### [WORK TO BE COMPLETED]
All of the records must be repeated exactly as they read.

Saved entries:
┄┄┄┄┄┄

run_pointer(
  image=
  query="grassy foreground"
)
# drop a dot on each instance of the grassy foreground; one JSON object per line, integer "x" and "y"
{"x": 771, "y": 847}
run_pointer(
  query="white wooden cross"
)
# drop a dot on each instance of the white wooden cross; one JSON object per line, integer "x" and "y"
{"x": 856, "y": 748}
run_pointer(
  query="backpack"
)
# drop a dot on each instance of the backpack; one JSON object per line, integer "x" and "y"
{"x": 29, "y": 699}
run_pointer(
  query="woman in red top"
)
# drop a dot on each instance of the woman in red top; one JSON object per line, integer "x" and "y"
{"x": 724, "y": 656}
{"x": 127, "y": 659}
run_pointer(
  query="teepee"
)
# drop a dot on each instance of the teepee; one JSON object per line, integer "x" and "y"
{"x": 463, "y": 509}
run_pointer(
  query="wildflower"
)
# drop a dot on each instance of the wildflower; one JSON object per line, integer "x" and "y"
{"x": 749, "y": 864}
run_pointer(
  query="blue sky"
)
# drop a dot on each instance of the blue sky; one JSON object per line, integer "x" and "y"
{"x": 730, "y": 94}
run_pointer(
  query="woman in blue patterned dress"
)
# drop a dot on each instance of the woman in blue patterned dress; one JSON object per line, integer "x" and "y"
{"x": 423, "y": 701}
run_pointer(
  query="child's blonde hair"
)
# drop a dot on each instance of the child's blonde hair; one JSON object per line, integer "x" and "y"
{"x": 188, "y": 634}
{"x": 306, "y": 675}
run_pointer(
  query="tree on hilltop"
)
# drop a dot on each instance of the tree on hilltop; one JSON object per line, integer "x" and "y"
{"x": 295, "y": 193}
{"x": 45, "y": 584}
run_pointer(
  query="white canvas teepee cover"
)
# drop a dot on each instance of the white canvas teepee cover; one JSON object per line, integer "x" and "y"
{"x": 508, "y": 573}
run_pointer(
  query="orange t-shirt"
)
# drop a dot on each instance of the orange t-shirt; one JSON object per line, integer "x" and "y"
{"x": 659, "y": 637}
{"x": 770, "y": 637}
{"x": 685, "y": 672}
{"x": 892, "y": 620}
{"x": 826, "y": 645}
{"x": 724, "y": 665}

┄┄┄┄┄┄

### [TASK SOLUTION]
run_pointer(
  image=
  query="grassy foreground"
)
# drop a dot on each instance of the grassy foreground; one JSON object per line, integer "x" and "y"
{"x": 771, "y": 847}
run_pointer(
  query="white wooden cross"
)
# drop a dot on each instance of the white wooden cross; one JSON object per line, integer "x" and "y"
{"x": 856, "y": 748}
run_pointer(
  query="backpack"
)
# drop a dot on each instance of the backpack; one JSON object per line, integer "x" and "y"
{"x": 29, "y": 699}
run_pointer(
  query="woman in red top"
)
# drop a dot on each instance of the woman in red top; one JSON object per line, integer "x" and "y"
{"x": 724, "y": 656}
{"x": 127, "y": 659}
run_pointer(
  query="teepee"
)
# drop a dot on each instance of the teepee; one JSON object per line, integer "x" and "y"
{"x": 463, "y": 509}
run_pointer(
  query="wildflower"
)
# drop a dot on each instance of the wildflower; one JSON object per line, integer "x" and "y"
{"x": 749, "y": 864}
run_pointer(
  query="blue sky"
)
# drop a dot on each instance of the blue sky; one JSON object per line, integer "x" and "y"
{"x": 730, "y": 94}
run_pointer(
  query="woman in blue patterned dress"
)
# drop a dot on each instance of the woman in blue patterned dress; one JSON object per line, integer "x" and "y"
{"x": 423, "y": 701}
run_pointer(
  query="child's blonde hair"
)
# drop a dot on each instance of the child's blonde hair; one JSON object per line, integer "x" and "y"
{"x": 188, "y": 634}
{"x": 306, "y": 675}
run_pointer(
  query="tree on hilltop"
)
# drop a dot on each instance of the tree on hilltop; one JSON object per line, integer "x" and "y"
{"x": 295, "y": 193}
{"x": 45, "y": 584}
run_pointer(
  query="white canvas teepee cover"
)
# drop a dot on each instance of the white canvas teepee cover; one JSON object per line, integer "x" and "y"
{"x": 508, "y": 573}
run_pointer(
  query="orange t-shirt"
)
# drop a dot on each instance of the orange t-shirt; one JSON object per line, integer "x" and "y"
{"x": 659, "y": 637}
{"x": 770, "y": 637}
{"x": 685, "y": 672}
{"x": 892, "y": 620}
{"x": 826, "y": 645}
{"x": 724, "y": 665}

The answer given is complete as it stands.